Start of EXERCISE DATA

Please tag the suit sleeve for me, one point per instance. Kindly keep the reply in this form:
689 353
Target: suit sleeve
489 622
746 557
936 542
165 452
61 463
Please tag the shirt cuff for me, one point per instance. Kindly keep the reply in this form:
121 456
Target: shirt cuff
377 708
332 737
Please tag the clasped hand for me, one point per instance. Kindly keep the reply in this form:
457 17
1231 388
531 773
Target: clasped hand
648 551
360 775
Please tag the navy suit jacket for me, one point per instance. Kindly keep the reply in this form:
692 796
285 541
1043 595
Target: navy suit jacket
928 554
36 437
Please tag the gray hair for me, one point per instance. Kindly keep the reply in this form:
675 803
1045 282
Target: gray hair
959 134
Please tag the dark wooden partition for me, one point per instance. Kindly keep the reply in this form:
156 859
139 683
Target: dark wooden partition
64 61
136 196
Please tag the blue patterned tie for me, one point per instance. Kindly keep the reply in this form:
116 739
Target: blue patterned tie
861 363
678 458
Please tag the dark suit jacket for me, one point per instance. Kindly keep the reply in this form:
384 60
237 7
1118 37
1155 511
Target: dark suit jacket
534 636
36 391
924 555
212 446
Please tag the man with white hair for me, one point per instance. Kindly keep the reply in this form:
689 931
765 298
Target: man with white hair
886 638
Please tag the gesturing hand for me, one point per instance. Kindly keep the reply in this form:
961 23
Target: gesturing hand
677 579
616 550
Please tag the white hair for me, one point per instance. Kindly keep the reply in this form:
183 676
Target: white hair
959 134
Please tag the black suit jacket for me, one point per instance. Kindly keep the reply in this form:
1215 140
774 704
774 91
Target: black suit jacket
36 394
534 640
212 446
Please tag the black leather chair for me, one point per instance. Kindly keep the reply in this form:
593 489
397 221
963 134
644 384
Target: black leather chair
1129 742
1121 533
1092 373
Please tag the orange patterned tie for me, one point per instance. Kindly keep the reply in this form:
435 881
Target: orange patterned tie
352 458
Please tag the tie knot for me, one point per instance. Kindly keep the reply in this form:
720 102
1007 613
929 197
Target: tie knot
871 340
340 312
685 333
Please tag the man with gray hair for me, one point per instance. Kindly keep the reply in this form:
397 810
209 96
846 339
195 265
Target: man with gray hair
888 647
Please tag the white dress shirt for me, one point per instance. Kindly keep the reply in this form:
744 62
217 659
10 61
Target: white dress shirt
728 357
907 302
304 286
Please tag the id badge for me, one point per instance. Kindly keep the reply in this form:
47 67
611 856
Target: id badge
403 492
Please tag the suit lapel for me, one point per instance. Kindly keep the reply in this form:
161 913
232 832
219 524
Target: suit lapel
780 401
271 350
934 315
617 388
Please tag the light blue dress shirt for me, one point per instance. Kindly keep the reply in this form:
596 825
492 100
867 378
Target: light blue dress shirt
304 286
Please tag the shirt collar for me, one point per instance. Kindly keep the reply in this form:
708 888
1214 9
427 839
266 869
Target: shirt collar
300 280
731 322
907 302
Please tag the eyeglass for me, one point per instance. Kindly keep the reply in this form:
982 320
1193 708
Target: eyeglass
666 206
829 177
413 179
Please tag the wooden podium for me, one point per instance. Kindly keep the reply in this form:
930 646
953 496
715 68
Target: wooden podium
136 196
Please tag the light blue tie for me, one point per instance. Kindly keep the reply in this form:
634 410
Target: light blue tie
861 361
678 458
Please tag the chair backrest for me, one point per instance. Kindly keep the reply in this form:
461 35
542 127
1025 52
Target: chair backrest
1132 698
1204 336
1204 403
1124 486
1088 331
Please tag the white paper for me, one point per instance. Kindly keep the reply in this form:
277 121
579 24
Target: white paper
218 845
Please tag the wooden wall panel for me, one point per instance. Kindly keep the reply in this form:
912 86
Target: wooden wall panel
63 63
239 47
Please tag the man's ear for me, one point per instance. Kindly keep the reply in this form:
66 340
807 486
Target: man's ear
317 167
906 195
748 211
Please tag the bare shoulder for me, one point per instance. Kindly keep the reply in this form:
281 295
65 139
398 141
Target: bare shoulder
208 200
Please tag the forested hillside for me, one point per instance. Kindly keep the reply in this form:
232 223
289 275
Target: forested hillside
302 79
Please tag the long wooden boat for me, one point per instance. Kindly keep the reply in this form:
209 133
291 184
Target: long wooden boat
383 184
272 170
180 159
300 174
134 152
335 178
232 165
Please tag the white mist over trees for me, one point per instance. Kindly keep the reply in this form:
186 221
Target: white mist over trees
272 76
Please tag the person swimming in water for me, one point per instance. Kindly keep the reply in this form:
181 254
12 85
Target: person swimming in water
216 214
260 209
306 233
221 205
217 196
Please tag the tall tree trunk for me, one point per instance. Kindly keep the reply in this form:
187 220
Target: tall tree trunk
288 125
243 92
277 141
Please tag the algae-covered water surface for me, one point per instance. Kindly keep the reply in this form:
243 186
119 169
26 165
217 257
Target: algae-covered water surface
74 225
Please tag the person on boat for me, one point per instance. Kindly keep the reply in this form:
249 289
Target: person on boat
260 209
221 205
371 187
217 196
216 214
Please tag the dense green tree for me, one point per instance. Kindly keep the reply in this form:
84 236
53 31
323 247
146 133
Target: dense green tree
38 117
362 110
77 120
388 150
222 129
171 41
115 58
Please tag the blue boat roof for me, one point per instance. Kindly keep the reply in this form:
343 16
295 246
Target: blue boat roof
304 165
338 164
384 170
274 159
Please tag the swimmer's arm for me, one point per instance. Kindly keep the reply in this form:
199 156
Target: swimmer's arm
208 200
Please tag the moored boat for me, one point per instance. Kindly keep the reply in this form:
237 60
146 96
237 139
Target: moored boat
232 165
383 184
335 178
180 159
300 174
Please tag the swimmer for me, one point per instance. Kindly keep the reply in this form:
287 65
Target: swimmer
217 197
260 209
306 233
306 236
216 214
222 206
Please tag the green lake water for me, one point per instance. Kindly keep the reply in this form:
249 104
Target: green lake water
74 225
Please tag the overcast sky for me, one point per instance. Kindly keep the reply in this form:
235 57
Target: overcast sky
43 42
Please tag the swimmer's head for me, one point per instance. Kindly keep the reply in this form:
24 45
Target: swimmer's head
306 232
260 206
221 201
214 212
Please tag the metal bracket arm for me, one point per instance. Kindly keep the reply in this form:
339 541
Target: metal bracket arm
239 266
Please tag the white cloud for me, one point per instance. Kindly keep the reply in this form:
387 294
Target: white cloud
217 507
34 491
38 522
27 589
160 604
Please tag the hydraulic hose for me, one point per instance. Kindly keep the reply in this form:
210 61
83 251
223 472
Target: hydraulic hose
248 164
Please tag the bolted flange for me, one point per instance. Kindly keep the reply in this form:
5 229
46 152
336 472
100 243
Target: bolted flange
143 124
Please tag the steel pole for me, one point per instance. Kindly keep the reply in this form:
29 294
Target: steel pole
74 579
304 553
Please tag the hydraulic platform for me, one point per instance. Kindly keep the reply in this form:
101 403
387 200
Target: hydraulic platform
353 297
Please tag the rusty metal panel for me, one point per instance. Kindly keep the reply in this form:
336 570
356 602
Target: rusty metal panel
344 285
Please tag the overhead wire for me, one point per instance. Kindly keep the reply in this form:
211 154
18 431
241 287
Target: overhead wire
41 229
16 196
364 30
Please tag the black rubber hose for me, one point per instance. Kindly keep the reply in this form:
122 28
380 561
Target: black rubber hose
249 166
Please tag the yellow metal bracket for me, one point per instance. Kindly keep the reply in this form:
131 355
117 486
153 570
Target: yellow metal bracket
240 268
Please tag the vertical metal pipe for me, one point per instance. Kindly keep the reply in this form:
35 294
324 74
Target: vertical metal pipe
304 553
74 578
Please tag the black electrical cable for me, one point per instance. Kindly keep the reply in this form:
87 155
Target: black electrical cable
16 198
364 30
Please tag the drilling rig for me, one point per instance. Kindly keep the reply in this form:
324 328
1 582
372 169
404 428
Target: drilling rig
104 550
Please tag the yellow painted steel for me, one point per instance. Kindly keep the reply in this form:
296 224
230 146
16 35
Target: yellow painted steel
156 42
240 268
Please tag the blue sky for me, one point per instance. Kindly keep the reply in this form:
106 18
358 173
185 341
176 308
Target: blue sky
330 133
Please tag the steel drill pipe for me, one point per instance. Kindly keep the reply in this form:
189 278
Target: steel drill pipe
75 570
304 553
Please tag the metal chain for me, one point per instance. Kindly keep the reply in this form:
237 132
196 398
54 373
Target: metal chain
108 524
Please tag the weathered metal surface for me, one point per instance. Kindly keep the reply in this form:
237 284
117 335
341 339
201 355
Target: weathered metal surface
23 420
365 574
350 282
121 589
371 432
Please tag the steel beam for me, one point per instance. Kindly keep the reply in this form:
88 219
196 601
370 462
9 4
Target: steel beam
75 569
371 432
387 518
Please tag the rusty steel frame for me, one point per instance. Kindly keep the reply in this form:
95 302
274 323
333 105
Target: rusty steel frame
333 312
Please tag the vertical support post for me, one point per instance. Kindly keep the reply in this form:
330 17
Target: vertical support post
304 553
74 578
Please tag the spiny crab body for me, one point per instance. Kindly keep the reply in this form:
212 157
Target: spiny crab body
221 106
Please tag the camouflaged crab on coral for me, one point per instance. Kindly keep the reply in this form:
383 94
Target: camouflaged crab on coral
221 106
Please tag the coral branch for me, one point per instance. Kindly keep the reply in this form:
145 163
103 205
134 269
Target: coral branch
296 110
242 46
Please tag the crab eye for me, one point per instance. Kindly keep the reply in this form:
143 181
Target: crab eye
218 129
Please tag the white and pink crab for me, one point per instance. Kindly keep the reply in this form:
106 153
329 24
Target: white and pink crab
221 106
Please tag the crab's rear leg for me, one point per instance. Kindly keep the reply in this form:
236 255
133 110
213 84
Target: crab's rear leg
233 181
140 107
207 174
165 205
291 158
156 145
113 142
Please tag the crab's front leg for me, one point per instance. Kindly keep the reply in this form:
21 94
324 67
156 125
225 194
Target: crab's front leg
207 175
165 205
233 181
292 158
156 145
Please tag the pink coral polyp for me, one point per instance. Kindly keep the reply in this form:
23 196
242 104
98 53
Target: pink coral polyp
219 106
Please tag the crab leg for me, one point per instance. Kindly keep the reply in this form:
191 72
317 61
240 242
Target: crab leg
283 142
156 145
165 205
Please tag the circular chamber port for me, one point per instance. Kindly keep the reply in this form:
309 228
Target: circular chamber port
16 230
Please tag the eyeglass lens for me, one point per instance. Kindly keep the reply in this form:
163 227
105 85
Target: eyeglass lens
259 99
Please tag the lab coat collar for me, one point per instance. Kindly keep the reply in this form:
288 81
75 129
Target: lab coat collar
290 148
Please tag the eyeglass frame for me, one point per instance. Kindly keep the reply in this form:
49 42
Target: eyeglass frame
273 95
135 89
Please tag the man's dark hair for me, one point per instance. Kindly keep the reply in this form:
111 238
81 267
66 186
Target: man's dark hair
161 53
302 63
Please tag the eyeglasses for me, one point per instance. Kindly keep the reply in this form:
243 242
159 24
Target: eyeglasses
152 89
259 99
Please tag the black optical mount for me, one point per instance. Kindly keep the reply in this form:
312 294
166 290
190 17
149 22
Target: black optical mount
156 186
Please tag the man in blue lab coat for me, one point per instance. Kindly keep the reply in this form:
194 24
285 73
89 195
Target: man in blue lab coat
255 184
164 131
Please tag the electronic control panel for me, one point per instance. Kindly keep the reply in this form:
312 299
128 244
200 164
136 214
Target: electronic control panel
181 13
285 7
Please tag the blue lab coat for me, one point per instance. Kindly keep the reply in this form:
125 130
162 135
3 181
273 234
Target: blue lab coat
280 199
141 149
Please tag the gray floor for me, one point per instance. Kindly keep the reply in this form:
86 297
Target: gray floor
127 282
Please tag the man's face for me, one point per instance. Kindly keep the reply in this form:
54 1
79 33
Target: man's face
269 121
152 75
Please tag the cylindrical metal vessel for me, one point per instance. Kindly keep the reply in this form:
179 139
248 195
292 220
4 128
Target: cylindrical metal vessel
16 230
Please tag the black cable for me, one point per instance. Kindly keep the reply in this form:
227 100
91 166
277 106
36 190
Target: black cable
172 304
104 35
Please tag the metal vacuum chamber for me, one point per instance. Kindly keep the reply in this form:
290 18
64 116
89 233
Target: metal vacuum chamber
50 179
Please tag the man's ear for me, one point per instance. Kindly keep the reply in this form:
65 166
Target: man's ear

End of EXERCISE DATA

» **EXERCISE DIRECTIONS**
Restate the entries above word for word, beginning with their first line and ending with the line holding "Please tag the shirt cuff"; omit everything else.

» **COMPLETED EXERCISE**
Please tag the suit sleeve for me, one point per instance. Kindly keep the reply in this form:
689 353
Target: suit sleeve
489 622
746 557
936 542
165 452
61 463
Please tag the shirt cuff for me, one point per instance. Kindly keep the reply in this form:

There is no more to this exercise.